Data under study:
──────────────────────────────

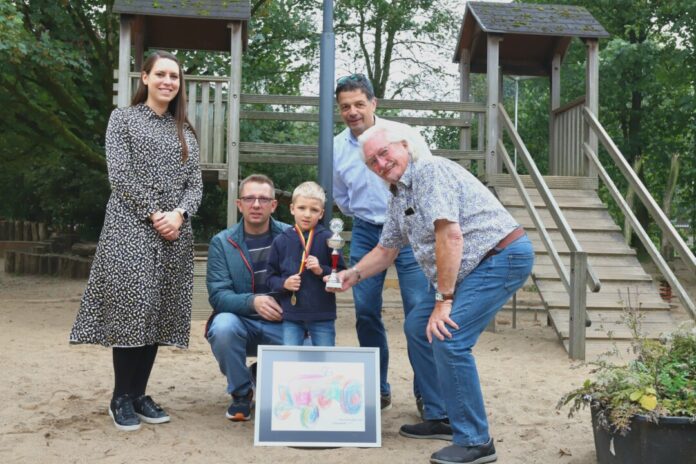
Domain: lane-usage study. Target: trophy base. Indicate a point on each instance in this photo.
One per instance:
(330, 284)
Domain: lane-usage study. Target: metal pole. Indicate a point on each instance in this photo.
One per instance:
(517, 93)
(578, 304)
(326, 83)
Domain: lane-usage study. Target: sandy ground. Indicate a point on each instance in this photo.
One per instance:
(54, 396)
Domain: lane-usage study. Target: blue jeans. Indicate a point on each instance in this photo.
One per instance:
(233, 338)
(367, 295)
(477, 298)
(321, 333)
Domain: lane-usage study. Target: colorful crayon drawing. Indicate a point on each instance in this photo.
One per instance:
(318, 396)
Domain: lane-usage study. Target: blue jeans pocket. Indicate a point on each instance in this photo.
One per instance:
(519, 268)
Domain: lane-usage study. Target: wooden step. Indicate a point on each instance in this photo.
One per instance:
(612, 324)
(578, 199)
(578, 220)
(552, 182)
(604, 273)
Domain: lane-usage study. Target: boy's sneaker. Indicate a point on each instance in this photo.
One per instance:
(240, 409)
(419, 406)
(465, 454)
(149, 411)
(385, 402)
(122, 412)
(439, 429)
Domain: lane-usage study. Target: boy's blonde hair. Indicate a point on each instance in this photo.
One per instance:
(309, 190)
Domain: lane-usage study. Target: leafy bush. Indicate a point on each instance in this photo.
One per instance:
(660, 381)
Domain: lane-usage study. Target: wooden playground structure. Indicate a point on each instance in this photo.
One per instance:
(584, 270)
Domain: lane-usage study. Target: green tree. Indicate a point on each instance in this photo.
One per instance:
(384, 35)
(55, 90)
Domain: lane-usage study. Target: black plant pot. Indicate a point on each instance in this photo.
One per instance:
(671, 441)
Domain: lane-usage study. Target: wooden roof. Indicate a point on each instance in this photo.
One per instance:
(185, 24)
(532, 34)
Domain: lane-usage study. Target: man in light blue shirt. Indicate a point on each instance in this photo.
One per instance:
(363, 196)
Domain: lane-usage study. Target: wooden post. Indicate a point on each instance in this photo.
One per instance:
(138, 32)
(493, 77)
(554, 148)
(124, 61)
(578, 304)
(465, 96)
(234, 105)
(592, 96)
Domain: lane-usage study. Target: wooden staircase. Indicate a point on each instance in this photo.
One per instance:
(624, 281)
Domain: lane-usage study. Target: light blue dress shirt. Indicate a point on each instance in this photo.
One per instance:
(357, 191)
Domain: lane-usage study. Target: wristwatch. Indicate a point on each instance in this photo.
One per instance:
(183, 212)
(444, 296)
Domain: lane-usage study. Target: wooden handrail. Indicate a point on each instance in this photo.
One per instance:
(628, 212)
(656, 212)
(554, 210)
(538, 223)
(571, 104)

──────────────────────────────

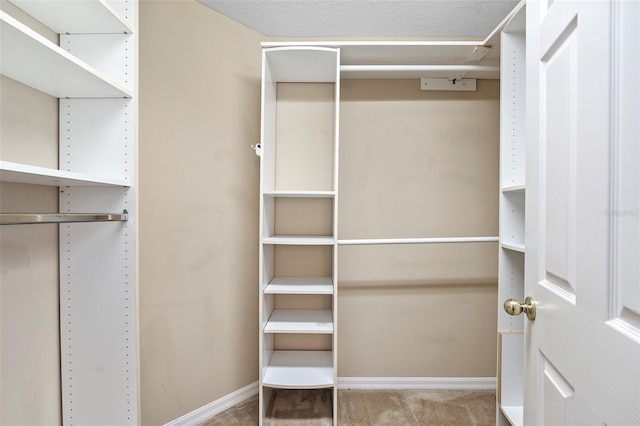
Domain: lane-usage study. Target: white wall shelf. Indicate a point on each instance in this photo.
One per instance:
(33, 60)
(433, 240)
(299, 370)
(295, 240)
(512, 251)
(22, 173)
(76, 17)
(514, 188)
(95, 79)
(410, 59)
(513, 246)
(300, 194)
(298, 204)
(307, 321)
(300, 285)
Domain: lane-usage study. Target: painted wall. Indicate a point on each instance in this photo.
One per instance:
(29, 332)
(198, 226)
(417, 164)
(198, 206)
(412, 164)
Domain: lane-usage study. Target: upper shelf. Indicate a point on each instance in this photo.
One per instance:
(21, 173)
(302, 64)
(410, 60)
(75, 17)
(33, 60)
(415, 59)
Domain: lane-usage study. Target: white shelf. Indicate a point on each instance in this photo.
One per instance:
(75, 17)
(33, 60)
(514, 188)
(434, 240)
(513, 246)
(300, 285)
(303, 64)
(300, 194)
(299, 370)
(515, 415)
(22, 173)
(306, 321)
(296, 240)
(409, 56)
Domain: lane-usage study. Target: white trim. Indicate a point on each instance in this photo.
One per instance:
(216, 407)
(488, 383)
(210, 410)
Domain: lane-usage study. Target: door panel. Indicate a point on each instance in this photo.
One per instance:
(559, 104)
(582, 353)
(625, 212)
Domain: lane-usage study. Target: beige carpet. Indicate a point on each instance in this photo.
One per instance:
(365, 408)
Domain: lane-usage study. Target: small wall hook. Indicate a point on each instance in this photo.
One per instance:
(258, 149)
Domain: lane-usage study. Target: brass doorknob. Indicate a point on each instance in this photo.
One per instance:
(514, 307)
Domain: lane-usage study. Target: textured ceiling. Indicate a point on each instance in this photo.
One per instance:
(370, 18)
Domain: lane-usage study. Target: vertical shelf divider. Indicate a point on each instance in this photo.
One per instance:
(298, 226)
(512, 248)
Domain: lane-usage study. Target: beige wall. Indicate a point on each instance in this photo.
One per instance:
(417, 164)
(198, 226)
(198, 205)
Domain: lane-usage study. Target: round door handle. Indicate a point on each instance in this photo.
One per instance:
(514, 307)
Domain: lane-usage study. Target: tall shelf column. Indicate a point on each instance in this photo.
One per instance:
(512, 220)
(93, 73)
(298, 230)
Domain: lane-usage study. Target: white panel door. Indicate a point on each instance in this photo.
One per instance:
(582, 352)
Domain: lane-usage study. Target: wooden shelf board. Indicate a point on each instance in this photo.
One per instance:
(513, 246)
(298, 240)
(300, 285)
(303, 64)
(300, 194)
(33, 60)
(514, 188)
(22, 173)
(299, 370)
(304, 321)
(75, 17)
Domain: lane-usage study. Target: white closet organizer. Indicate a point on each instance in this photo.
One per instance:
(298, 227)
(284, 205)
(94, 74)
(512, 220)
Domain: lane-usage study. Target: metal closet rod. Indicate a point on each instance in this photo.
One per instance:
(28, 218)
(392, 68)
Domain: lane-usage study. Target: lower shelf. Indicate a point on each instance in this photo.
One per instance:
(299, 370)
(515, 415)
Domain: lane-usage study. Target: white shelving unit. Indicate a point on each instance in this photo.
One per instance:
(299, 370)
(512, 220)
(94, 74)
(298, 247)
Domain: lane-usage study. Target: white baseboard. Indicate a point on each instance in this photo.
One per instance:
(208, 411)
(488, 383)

──────────────────────────────

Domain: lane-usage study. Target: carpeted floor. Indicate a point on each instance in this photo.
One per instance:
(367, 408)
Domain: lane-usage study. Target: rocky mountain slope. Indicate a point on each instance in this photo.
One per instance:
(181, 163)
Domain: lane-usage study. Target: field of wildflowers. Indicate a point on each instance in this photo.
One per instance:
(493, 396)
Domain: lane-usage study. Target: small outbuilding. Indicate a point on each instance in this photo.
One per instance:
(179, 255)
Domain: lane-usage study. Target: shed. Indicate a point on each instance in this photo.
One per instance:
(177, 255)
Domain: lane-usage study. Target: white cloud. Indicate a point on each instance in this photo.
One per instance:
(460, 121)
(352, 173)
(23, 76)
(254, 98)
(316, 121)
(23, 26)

──────────────────────────────

What needs to be done: Show every line above where "small" is found.

Reply to the exercise:
Domain: lane-usage study. Target: small wall hook. Indicate a point on each instance in this photo.
Domain: lane-usage study. Target: small outbuilding. Indicate a point on each instance in this photo.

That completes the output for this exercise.